Given records -
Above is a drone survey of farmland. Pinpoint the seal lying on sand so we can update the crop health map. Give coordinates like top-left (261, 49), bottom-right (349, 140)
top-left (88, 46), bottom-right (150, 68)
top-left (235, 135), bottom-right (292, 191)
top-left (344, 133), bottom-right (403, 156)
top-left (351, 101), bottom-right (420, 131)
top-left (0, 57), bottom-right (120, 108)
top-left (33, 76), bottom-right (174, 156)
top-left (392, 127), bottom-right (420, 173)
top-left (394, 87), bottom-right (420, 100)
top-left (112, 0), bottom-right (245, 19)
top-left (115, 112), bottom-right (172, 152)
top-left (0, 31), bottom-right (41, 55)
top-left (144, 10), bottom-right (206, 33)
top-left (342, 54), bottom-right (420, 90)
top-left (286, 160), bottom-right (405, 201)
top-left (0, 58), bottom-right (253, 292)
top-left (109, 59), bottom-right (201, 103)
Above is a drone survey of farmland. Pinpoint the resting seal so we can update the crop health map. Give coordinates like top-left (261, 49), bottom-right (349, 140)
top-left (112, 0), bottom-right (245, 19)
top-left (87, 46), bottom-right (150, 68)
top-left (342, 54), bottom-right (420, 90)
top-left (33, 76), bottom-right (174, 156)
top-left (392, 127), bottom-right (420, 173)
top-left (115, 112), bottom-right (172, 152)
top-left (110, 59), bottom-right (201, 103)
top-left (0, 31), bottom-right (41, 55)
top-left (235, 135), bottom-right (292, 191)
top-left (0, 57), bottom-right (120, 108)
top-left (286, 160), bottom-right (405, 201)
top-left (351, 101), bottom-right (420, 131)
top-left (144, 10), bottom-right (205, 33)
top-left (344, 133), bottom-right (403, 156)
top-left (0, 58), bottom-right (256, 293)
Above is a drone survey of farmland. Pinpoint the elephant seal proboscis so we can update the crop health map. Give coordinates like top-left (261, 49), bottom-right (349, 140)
--
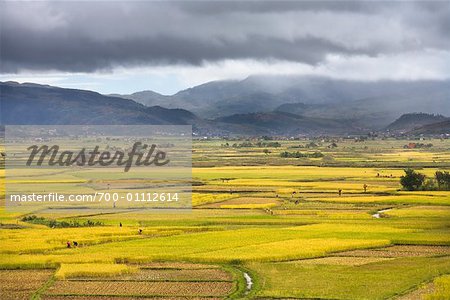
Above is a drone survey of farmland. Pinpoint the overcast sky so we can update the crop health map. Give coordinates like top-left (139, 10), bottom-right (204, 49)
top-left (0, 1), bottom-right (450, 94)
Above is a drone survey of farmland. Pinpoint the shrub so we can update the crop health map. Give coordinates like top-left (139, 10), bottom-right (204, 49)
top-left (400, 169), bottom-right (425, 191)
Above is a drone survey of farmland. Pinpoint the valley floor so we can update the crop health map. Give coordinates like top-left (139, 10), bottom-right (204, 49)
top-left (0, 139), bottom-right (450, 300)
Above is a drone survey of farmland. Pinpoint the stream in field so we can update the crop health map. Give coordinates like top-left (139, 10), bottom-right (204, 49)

Task statement -
Express the lines from the one containing "Above is a drone survey of farmland. Pinpoint the shrub" through the one containing "Above is a drone survey of farmland. Pinpoint the stream", inclusive, as a JSON list of strings with one string per line and blank lines omitted.

Output of the exercise -
[
  "Above is a drone survey of farmland. Pinpoint the shrub so we can update the crop health map. Give coordinates like top-left (139, 10), bottom-right (204, 49)",
  "top-left (400, 169), bottom-right (425, 191)",
  "Above is a drone survey of farmland. Pinpoint the valley floor so we can update the crop health map. Give coordinates like top-left (139, 10), bottom-right (204, 49)",
  "top-left (0, 139), bottom-right (450, 300)",
  "Above is a drone survey of farmland. Pinpoint the stream in field so we can update the crop health map. Give coordinates like top-left (139, 10), bottom-right (204, 49)"
]